--- start of Text excerpt ---
The term "hydrocarbonaceous fuel" as used herein to describe various suitable feedstocks is intended to include, pumpable liquid hydrocarbonaceous fuels, pumpable emulsions of liquid hydrocarbonaceous fuels, pumpable aqueous slurries of petroleum coke, and pumpable mixtures thereof. Also included are mixtures of liquid hydrocarbonaceous fuels and gaseous hydrocarbon fuels. The hydrocarbonaceous fuel to the gasifier may have a sulfur content in the range of about 0.1 to 10 weight percent, a halide content in the range of about 0.01 to 1.0 weight percent, and a nitrogen content in the range of about 0.01 to 2.0 weight percent. The sulfur containing impurities may be present as organo sulfur compounds or as the sulfides and/or sulfates of sodium, potassium, magnesium, calcium, iron, aluminum, silicon, and mixtures thereof. The halide impurities may be inorganic chlorine and/or fluorine compounds from the group consisting of sodium, potassium, magnesium, calcium, silicon, iron and aluminum. Organic chlorine and/or fluorine compounds may be also present, such as chlorinated biphenyls or chloro-fluoro compounds. The nitrogen may be present as nitrogen containing inorganic or organic compounds. In addition, relatively minor amounts of vanadium compounds may be present in petroleum based feedstocks. The term "and/or" is used herein in its usual manner. For example A and/or B means either A or B or A and B.

Petroleum coke is produced by any conventional delayed coking process. For example, reference is made to coassigned US-A- 3,852,047. Petroleum coke is preferably ground to a particle size so that 100% of the material passes through an ASTM E 11-70 Sieve Designation Standard 1.4 mm (Alternative No. 14) and at least 80% passes through an ASTM E 11-70 Sieve Designation Standard 0.425 mm (Alternative No. 40). The ground petroleum coke is mixed with water to produce a pumpable aqueous slurry having a dry solids content in the range of about 30 to 65 wt. %.

Gaseous hydrocarbon fuels, as used herein to describe suitable gaseous feedstocks, include methane, ethane, propane, butane, pentane, natural gas, water-gas, coke-oven gas, refinery gas, acetylene tail gas, ethylene off-gas, synthesis gas, and mixtures thereof. Both gaseous, solid, and liquid feeds may be mixed and used simultaneously and may include paraffinic, olefinic, naphthenic, and aromatic compounds as well as bituminous liquids and aqueous emulsions of liquid hydrocarbonaceous fuels, containing about 10 to 40 wt. % water.

Substantially any combustible carbon containing organic material, or slurries thereof, may be included within the definition of the term "hydrocarbonaceous". Suitable liquid hydrocarbonaceous feedstocks include liquefied petroleum gas, petroleum distillates and residues, gasoline, naphtha, kerosine, crude petroleum, asphalt, gas oil, residual oil, tar sand and shale oil, coal oil, aromatic hydrocarbons (such as benzene, toluene, xylene fractions), coal tar, cycle gas oil from fluid-catalytic-cracking operation, furfural extract of coker gas oil, tire-oil, and mixtures thereof.
--- end of Text excerpt ---
--- start of Recorded data ---
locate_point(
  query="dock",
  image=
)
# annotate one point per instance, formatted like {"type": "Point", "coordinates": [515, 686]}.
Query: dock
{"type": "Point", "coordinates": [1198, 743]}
--- end of Recorded data ---
__Required task__.
Rewrite everything in the feedstock text from "Gaseous hydrocarbon fuels, as" down to "wt. % water.", putting "still gas" in place of "refinery gas". The records come from a separate source.

__Complete output__.
Gaseous hydrocarbon fuels, as used herein to describe suitable gaseous feedstocks, include methane, ethane, propane, butane, pentane, natural gas, water-gas, coke-oven gas, still gas, acetylene tail gas, ethylene off-gas, synthesis gas, and mixtures thereof. Both gaseous, solid, and liquid feeds may be mixed and used simultaneously and may include paraffinic, olefinic, naphthenic, and aromatic compounds as well as bituminous liquids and aqueous emulsions of liquid hydrocarbonaceous fuels, containing about 10 to 40 wt. % water.